Items from a data source
--- --- ---
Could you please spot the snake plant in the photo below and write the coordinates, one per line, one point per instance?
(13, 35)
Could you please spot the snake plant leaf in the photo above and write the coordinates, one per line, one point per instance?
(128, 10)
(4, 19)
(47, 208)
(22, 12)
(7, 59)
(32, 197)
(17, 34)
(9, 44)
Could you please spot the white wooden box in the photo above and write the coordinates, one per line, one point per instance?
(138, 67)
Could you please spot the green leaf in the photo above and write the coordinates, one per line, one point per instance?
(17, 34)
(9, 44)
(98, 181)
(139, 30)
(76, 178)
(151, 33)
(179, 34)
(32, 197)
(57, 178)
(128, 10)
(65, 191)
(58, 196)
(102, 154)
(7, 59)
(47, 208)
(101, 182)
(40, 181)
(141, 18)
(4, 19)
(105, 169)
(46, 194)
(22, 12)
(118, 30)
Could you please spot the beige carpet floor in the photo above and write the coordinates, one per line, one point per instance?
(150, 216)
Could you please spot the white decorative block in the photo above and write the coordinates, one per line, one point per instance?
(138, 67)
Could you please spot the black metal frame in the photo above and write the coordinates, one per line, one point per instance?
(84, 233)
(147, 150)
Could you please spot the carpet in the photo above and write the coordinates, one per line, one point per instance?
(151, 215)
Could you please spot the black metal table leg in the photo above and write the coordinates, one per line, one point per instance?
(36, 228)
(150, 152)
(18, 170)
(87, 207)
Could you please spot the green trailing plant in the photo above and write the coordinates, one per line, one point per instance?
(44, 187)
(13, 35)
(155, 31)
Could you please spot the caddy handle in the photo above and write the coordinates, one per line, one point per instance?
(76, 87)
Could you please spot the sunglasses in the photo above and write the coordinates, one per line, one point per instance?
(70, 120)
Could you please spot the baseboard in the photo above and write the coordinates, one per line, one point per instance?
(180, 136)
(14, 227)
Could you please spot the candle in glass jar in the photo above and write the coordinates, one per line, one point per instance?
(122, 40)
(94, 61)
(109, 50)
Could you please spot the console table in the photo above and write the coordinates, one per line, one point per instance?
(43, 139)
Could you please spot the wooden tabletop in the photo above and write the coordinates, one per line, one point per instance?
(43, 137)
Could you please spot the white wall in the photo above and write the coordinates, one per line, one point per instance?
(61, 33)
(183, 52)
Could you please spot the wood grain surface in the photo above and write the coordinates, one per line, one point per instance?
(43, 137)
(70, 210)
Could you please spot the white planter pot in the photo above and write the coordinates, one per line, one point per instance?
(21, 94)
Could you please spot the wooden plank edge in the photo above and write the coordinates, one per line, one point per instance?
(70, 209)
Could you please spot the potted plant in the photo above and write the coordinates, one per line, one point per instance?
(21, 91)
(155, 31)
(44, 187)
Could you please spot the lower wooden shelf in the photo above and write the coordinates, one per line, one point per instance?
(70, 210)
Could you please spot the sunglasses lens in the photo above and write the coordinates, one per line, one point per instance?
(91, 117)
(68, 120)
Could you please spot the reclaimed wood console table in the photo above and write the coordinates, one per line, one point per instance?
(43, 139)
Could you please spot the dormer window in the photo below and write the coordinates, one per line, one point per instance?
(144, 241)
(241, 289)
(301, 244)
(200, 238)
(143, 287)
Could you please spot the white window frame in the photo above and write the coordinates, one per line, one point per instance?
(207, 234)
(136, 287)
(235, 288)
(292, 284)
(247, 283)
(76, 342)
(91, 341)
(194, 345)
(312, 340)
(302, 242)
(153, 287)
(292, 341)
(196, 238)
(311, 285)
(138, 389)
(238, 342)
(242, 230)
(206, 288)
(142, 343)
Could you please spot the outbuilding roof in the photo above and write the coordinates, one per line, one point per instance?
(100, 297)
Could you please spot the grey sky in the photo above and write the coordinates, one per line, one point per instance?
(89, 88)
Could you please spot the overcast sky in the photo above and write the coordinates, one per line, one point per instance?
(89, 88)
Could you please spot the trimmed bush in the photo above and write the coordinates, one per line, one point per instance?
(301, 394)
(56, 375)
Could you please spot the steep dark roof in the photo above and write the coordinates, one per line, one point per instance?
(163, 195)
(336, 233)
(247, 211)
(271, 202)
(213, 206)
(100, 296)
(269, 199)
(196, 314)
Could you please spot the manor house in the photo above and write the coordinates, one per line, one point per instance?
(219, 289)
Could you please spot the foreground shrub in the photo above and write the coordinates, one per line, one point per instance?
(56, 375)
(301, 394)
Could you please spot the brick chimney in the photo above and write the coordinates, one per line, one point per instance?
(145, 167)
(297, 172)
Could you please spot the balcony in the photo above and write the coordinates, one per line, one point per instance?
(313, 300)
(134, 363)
--- --- ---
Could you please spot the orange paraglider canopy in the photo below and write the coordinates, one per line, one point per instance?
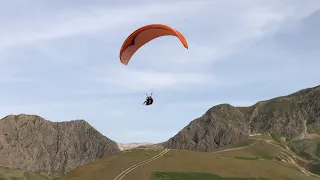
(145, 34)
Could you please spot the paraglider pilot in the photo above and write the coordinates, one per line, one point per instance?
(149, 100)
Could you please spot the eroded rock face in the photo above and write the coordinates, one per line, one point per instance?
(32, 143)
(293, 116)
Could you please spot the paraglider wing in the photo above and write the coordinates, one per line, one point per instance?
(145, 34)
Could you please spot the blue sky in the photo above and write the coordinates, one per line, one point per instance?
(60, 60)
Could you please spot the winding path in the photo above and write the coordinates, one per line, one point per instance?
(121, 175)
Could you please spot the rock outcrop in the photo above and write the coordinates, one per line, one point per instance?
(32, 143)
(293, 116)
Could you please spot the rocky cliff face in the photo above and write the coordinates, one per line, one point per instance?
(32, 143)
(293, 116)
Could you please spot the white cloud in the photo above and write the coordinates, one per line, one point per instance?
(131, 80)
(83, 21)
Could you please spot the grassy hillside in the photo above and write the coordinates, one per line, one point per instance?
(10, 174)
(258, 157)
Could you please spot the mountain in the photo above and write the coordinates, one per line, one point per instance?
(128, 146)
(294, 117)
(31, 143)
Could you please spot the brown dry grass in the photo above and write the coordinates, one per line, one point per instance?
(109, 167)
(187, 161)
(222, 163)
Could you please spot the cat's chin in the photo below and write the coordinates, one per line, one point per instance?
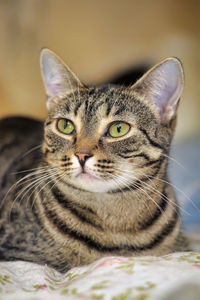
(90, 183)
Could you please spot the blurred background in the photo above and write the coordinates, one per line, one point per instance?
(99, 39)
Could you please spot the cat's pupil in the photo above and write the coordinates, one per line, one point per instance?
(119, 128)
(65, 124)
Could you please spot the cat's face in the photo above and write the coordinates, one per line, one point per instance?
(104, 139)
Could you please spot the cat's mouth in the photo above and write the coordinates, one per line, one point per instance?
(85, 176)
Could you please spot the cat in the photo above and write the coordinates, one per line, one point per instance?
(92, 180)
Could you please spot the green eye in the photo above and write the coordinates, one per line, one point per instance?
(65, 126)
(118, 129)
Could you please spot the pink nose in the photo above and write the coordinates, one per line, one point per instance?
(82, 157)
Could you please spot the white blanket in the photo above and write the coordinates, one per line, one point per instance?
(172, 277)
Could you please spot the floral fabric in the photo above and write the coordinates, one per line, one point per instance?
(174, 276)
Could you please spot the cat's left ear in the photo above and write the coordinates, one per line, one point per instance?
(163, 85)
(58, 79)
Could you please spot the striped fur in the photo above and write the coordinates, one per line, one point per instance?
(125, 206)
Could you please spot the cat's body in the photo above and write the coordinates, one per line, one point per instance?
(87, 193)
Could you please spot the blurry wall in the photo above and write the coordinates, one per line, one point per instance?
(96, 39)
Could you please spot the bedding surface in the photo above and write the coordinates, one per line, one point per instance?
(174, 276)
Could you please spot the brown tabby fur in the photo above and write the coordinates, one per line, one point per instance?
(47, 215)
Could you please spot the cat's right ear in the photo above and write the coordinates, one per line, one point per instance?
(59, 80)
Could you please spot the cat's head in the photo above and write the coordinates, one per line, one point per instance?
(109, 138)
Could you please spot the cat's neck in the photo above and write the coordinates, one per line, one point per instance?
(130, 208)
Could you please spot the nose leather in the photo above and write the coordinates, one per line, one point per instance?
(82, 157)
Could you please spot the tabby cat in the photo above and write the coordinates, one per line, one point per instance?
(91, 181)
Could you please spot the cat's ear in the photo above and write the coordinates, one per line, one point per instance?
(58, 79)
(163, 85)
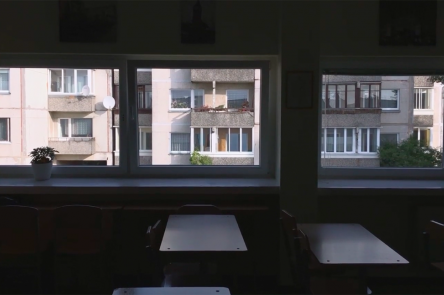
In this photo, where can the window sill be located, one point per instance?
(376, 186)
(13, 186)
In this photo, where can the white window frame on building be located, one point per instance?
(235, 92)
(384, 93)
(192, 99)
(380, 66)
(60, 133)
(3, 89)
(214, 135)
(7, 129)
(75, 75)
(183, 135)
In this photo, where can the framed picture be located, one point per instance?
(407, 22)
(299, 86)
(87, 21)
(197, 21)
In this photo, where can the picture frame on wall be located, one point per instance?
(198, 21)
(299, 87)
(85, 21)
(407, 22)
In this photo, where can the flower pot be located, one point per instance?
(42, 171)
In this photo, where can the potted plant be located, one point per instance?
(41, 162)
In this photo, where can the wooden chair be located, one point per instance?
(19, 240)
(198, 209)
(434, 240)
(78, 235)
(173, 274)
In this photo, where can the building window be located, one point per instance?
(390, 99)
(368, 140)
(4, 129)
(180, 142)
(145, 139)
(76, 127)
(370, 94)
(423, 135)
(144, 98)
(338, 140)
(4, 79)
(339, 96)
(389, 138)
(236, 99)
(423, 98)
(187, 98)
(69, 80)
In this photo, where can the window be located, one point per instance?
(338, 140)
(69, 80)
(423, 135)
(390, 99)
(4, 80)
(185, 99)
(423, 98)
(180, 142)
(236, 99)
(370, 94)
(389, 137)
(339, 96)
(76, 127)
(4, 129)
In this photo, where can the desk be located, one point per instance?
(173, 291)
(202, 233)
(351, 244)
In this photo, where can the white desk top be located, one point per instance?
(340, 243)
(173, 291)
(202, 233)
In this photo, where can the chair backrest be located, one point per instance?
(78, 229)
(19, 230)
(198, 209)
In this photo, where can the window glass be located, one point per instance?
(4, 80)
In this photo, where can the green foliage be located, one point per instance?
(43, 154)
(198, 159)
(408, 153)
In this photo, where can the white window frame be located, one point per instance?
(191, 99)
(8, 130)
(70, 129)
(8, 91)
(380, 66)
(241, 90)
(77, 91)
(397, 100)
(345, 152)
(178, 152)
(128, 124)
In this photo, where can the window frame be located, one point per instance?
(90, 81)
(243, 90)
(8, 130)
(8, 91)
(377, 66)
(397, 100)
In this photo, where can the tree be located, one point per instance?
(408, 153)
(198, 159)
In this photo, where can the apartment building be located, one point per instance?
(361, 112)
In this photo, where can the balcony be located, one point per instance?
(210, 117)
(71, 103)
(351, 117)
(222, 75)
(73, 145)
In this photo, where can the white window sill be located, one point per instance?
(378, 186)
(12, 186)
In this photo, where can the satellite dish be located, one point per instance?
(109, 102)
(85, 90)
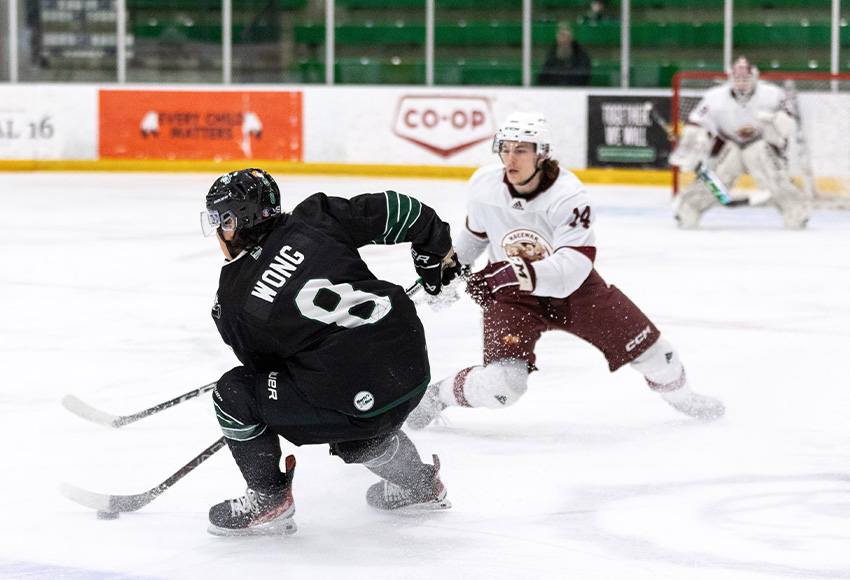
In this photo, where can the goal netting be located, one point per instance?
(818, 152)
--- --- ---
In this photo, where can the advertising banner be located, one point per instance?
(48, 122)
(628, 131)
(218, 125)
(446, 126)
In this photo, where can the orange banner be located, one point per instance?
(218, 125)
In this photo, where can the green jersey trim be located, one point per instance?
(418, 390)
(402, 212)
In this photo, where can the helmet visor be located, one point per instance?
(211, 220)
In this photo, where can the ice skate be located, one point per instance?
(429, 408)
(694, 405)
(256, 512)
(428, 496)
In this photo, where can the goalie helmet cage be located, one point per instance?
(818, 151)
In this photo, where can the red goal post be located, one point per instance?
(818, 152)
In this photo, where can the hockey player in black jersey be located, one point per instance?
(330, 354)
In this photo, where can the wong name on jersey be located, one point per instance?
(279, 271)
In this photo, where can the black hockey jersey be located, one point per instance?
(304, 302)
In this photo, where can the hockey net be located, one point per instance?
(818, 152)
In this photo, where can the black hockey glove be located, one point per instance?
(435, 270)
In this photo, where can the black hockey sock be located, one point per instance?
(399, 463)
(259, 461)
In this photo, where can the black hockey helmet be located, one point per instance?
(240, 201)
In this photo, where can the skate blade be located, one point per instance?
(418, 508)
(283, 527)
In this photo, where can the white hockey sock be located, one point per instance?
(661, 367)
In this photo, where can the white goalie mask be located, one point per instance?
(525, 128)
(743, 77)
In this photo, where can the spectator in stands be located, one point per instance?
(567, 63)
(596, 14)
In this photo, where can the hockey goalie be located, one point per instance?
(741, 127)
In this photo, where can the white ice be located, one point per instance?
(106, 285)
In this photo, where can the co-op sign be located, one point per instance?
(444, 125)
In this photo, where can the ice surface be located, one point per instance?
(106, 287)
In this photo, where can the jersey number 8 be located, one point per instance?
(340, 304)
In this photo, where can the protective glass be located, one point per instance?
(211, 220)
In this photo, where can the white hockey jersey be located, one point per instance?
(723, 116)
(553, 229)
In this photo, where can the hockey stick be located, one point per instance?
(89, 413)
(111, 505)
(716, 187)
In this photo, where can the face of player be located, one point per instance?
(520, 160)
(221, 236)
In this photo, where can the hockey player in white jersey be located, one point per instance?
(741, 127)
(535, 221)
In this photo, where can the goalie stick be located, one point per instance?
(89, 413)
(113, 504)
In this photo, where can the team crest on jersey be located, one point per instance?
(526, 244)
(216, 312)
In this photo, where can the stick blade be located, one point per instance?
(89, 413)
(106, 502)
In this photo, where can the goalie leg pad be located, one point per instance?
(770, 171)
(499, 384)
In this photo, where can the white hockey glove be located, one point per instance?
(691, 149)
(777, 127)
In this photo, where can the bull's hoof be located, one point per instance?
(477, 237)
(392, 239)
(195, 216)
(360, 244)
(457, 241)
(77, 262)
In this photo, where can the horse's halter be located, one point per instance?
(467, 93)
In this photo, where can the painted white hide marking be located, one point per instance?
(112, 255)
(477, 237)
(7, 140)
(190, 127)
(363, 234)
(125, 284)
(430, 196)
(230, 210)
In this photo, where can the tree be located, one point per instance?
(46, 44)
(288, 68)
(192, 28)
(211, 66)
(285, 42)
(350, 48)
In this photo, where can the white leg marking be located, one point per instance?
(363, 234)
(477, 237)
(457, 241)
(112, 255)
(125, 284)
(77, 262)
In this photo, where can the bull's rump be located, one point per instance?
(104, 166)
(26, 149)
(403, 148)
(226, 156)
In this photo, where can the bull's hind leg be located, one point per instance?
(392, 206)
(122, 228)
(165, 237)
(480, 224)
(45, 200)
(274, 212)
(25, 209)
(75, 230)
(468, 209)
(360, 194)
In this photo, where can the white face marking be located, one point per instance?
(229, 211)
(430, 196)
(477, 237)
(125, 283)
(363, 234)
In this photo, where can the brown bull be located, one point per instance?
--- --- ---
TASK OBJECTIVE:
Output as a numbered list the lines from the line with "In this photo, where can the goalie leg" up to and including the line with "In this photo, where can the brown", leaving out any blank lines.

THE RESPONSE:
1. In this photo, where can the goalie leg pad be located, one point per instance?
2. (770, 171)
3. (499, 384)
4. In this photo, where can the white hockey glove be located, one point per instance?
5. (691, 149)
6. (777, 127)
7. In this photo, where can the bull's hoof be located, one point per instance?
8. (477, 237)
9. (392, 239)
10. (195, 216)
11. (360, 244)
12. (457, 241)
13. (77, 262)
14. In this photo, where can the horse's halter be located, one point per instance?
15. (467, 93)
16. In this photo, where can the painted white hide marking be located, one point per instance?
17. (112, 255)
18. (477, 237)
19. (7, 140)
20. (190, 127)
21. (363, 234)
22. (125, 284)
23. (430, 196)
24. (230, 210)
25. In this photo, where can the tree be located, one point per instance?
26. (46, 44)
27. (288, 68)
28. (192, 28)
29. (211, 66)
30. (285, 42)
31. (350, 48)
32. In this photo, where can the white leg marking be located, one point per instance?
33. (363, 234)
34. (477, 237)
35. (457, 241)
36. (112, 255)
37. (125, 284)
38. (77, 262)
39. In this photo, where can the bull's rump be located, one point per instance?
40. (104, 166)
41. (26, 149)
42. (403, 148)
43. (226, 156)
44. In this photo, where can the bull's hind leg be located, one point per instance?
45. (392, 206)
46. (122, 228)
47. (165, 237)
48. (480, 224)
49. (45, 200)
50. (274, 212)
51. (25, 209)
52. (75, 230)
53. (468, 209)
54. (360, 194)
55. In this photo, where can the white face marking be located, one point per instance?
56. (229, 211)
57. (430, 196)
58. (477, 237)
59. (125, 283)
60. (363, 234)
61. In this photo, where can the brown bull be located, one point per instance?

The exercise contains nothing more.